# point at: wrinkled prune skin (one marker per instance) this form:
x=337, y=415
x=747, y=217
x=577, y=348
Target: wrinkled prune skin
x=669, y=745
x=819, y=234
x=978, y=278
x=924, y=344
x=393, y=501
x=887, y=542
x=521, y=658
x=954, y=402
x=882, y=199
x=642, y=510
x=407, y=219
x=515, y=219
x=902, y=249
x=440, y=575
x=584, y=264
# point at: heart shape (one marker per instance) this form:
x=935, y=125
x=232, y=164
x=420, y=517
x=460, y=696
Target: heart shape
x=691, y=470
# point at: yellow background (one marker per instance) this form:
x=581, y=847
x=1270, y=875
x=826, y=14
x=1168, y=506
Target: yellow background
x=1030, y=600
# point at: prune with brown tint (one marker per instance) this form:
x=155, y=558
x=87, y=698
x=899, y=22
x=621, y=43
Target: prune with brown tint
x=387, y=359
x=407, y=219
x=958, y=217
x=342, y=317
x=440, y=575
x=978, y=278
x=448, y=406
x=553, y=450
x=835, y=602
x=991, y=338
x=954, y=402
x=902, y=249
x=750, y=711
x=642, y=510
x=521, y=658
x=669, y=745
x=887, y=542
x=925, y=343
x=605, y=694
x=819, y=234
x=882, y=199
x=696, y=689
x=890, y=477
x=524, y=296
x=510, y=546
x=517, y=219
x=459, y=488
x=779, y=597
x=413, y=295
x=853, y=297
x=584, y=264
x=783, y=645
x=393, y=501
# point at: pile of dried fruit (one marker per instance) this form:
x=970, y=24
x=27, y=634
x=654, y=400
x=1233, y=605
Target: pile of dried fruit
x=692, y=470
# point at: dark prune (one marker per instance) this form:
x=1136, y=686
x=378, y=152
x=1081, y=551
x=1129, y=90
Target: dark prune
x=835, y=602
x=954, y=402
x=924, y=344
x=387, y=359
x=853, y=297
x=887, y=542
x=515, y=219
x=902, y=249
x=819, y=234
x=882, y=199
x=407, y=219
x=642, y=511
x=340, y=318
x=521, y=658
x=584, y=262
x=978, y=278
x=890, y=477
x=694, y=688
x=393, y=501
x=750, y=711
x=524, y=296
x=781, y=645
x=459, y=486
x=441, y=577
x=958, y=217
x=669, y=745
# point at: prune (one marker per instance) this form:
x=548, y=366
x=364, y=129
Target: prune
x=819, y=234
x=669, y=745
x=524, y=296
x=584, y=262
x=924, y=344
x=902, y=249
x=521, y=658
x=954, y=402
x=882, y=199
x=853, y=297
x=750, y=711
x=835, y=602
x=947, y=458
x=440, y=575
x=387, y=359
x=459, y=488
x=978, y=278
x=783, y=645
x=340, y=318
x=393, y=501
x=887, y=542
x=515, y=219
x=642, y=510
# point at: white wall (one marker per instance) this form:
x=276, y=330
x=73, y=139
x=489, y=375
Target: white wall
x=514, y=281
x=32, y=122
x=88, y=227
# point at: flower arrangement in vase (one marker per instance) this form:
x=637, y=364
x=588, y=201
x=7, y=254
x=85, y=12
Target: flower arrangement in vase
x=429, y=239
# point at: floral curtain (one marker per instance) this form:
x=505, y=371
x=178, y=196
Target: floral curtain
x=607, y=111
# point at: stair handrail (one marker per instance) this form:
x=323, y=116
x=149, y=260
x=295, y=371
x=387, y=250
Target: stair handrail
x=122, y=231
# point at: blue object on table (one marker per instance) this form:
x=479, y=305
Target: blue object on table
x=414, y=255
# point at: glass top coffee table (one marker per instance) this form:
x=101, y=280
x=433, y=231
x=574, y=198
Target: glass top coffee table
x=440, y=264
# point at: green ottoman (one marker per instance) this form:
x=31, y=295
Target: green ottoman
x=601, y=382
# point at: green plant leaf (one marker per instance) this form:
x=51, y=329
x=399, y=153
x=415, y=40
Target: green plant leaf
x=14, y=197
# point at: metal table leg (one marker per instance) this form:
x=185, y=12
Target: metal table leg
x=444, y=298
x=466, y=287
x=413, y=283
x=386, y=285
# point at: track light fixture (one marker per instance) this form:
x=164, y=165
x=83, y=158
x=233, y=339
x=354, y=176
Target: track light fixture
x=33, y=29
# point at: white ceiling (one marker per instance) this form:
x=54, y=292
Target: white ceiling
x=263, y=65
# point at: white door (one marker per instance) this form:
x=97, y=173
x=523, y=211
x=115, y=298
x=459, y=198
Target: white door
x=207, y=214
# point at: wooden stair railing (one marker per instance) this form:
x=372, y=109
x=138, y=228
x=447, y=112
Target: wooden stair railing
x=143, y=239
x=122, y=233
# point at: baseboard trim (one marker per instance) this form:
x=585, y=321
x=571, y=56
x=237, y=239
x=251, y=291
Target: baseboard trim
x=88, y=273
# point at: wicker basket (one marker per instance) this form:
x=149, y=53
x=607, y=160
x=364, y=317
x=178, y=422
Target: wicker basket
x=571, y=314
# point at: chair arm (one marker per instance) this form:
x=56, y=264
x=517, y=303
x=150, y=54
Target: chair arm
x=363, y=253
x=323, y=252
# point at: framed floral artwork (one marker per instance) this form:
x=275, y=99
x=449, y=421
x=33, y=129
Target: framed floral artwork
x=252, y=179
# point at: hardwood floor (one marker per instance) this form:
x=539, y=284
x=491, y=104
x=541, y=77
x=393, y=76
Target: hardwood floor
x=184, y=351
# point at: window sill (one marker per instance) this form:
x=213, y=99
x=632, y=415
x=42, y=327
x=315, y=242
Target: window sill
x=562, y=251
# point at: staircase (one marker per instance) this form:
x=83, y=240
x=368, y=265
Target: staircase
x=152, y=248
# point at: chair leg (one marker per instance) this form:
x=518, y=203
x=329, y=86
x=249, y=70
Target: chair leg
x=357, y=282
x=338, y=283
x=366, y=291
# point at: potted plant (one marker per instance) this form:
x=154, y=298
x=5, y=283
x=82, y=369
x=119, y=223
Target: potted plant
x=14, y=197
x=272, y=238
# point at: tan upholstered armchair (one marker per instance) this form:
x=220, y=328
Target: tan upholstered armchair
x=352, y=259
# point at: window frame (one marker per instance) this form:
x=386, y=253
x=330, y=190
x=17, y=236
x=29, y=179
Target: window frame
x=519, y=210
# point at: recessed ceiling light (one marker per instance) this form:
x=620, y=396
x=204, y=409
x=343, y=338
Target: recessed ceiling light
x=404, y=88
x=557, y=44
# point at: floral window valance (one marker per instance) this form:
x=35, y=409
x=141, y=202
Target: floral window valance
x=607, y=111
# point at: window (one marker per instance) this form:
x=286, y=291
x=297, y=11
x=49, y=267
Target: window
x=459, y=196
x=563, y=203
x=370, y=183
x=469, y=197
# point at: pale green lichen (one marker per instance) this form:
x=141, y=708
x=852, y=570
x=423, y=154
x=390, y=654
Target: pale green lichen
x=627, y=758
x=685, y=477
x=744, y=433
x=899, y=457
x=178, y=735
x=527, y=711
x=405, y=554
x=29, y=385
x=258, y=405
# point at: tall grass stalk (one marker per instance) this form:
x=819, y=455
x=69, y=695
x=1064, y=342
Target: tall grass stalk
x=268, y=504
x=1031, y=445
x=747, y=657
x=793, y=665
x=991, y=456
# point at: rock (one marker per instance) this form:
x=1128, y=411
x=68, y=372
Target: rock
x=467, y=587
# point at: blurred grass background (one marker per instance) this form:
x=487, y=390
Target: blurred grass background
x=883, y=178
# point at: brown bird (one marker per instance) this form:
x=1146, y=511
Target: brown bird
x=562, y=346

=-=-=

■ **Set exercise**: Rewrite the material above, changing every "marker" to "dot" and leaving everything else as it is.

■ **Answer for this exercise**:
# point at: wrinkled prune skin (one dot per instance) this form:
x=337, y=415
x=747, y=217
x=577, y=348
Target: wrinkled prune skin
x=669, y=745
x=819, y=234
x=978, y=278
x=924, y=344
x=393, y=501
x=887, y=542
x=521, y=658
x=954, y=402
x=882, y=199
x=642, y=510
x=407, y=219
x=515, y=219
x=902, y=249
x=440, y=575
x=584, y=264
# point at: heart shape (one dot per instance) this form:
x=935, y=125
x=232, y=164
x=420, y=517
x=460, y=696
Target: heart shape
x=691, y=470
# point at: yellow background (one dot per instance) this form:
x=581, y=847
x=1270, y=875
x=826, y=14
x=1168, y=506
Target: yellow background
x=1030, y=600
# point at: prune with brown tint (one dot per instance) this form:
x=155, y=558
x=87, y=698
x=899, y=22
x=621, y=43
Target: prune with brown tint
x=387, y=359
x=407, y=219
x=958, y=217
x=342, y=317
x=440, y=575
x=978, y=278
x=448, y=406
x=553, y=450
x=835, y=602
x=991, y=338
x=954, y=402
x=902, y=249
x=750, y=711
x=642, y=510
x=521, y=658
x=669, y=745
x=887, y=542
x=925, y=343
x=605, y=694
x=819, y=234
x=882, y=199
x=696, y=689
x=890, y=477
x=524, y=296
x=510, y=546
x=517, y=219
x=459, y=488
x=779, y=597
x=413, y=295
x=853, y=297
x=584, y=264
x=783, y=645
x=393, y=501
# point at: pile of dried fruit (one dot per instance) this form:
x=970, y=24
x=27, y=634
x=654, y=400
x=1233, y=605
Target: pile of dried fruit
x=692, y=470
# point at: dark prune (one dot per instance) this form:
x=1136, y=686
x=378, y=152
x=1081, y=551
x=1129, y=90
Target: dark prune
x=835, y=602
x=954, y=402
x=924, y=344
x=387, y=359
x=853, y=297
x=887, y=542
x=515, y=219
x=902, y=249
x=819, y=234
x=882, y=199
x=407, y=219
x=642, y=511
x=340, y=318
x=521, y=658
x=584, y=262
x=978, y=278
x=890, y=477
x=694, y=688
x=393, y=501
x=750, y=711
x=524, y=296
x=781, y=645
x=459, y=486
x=441, y=577
x=958, y=217
x=669, y=745
# point at: prune (one dot per instance) this form:
x=548, y=366
x=364, y=129
Target: prune
x=819, y=234
x=669, y=745
x=524, y=296
x=584, y=262
x=924, y=344
x=902, y=249
x=521, y=658
x=954, y=402
x=882, y=199
x=853, y=297
x=750, y=711
x=835, y=602
x=947, y=458
x=440, y=575
x=387, y=359
x=459, y=488
x=978, y=278
x=783, y=645
x=340, y=318
x=393, y=501
x=887, y=542
x=515, y=219
x=642, y=510
# point at: white wall (one dot per instance) this form:
x=276, y=330
x=73, y=139
x=489, y=375
Target: white wall
x=514, y=281
x=32, y=122
x=88, y=227
# point at: flower arrangement in vase (one dot per instance) this form:
x=637, y=364
x=588, y=201
x=7, y=254
x=85, y=12
Target: flower arrangement in vase
x=429, y=239
# point at: floral curtain (one dot per instance) this form:
x=505, y=371
x=178, y=196
Target: floral curtain
x=607, y=111
# point at: stair handrail (one dot per instance) this form:
x=323, y=116
x=149, y=260
x=295, y=371
x=387, y=250
Target: stair handrail
x=122, y=231
# point at: blue object on table (one dot per instance) this form:
x=479, y=305
Target: blue object on table
x=414, y=255
# point at: glass top coffee table (one dot per instance) this form:
x=101, y=280
x=433, y=231
x=574, y=198
Target: glass top coffee table
x=440, y=264
# point at: green ottoman (one dot per instance) this form:
x=31, y=295
Target: green ottoman
x=601, y=382
# point at: green plant leaf (one dot per instance) this form:
x=51, y=329
x=399, y=153
x=415, y=40
Target: green plant leaf
x=14, y=197
# point at: metal table leg (one dot per instance) this form:
x=185, y=12
Target: metal table leg
x=444, y=298
x=466, y=287
x=413, y=283
x=386, y=285
# point at: track light fixture (one dot per instance) this form:
x=164, y=165
x=83, y=158
x=233, y=339
x=354, y=176
Target: track light fixture
x=33, y=29
# point at: white ceiling (one dot per instance) this form:
x=54, y=292
Target: white ceiling
x=263, y=65
# point at: white door (one dot per instance) this form:
x=97, y=173
x=523, y=211
x=115, y=298
x=459, y=198
Target: white door
x=207, y=214
# point at: wooden stair railing (one dot per instance) this form:
x=372, y=109
x=138, y=228
x=447, y=112
Target: wooden stair railing
x=143, y=239
x=122, y=233
# point at: baseboard trim (one dot per instance) this form:
x=585, y=321
x=571, y=56
x=237, y=239
x=251, y=291
Target: baseboard trim
x=88, y=273
# point at: wicker basket (one dot per instance) this form:
x=149, y=53
x=607, y=160
x=364, y=317
x=178, y=422
Target: wicker basket
x=571, y=314
# point at: chair arm (one dot per instance) this form:
x=56, y=264
x=517, y=303
x=150, y=54
Target: chair arm
x=363, y=253
x=323, y=252
# point at: framed floral artwork (one dot per instance) this form:
x=275, y=99
x=449, y=421
x=33, y=129
Target: framed floral artwork
x=252, y=179
# point at: hardwood floor (one dot per instance) this form:
x=539, y=284
x=491, y=104
x=541, y=77
x=393, y=76
Target: hardwood floor
x=184, y=351
# point at: window sill (one dot per instance) this form:
x=213, y=99
x=632, y=415
x=42, y=327
x=315, y=242
Target: window sill
x=562, y=251
# point at: staircase (one dot per instance) this form:
x=83, y=240
x=368, y=265
Target: staircase
x=152, y=248
# point at: chair leg (one dot per instance) this form:
x=518, y=203
x=329, y=86
x=249, y=70
Target: chair leg
x=357, y=282
x=338, y=283
x=366, y=291
# point at: potted plant (one dot per instance) this form:
x=154, y=298
x=5, y=283
x=82, y=369
x=119, y=223
Target: potted plant
x=14, y=197
x=272, y=238
# point at: tan upholstered armchair (one dot per instance) this form:
x=220, y=328
Target: tan upholstered armchair
x=352, y=259
# point at: window frame (one dot per instance) this form:
x=386, y=253
x=330, y=190
x=17, y=236
x=29, y=179
Target: window frame
x=519, y=210
# point at: recessed ceiling light (one dot per instance) this form:
x=620, y=396
x=204, y=409
x=343, y=338
Target: recessed ceiling light
x=404, y=88
x=557, y=44
# point at: floral window valance (one dot per instance) this form:
x=35, y=409
x=141, y=202
Target: floral window valance
x=607, y=111
# point at: window (one dot per instance) this form:
x=286, y=291
x=297, y=11
x=49, y=267
Target: window
x=459, y=196
x=563, y=203
x=370, y=183
x=469, y=197
# point at: pale green lichen (one dot per instance) this form:
x=141, y=708
x=852, y=570
x=423, y=154
x=390, y=654
Target: pale green lichen
x=627, y=758
x=685, y=477
x=744, y=433
x=899, y=457
x=178, y=735
x=527, y=711
x=405, y=554
x=29, y=385
x=258, y=405
# point at: tall grass stalk (one dot per instance) this form:
x=819, y=455
x=69, y=695
x=1064, y=342
Target: tall grass stalk
x=268, y=504
x=1031, y=445
x=747, y=657
x=793, y=665
x=991, y=456
# point at: rock (one dot per instance) this form:
x=1128, y=411
x=68, y=372
Target: rock
x=467, y=587
# point at: blurred grass background (one dot per instance) this form:
x=487, y=390
Target: blurred grass background
x=883, y=178
# point at: brown bird (one dot per instance) this form:
x=1146, y=511
Target: brown bird
x=562, y=346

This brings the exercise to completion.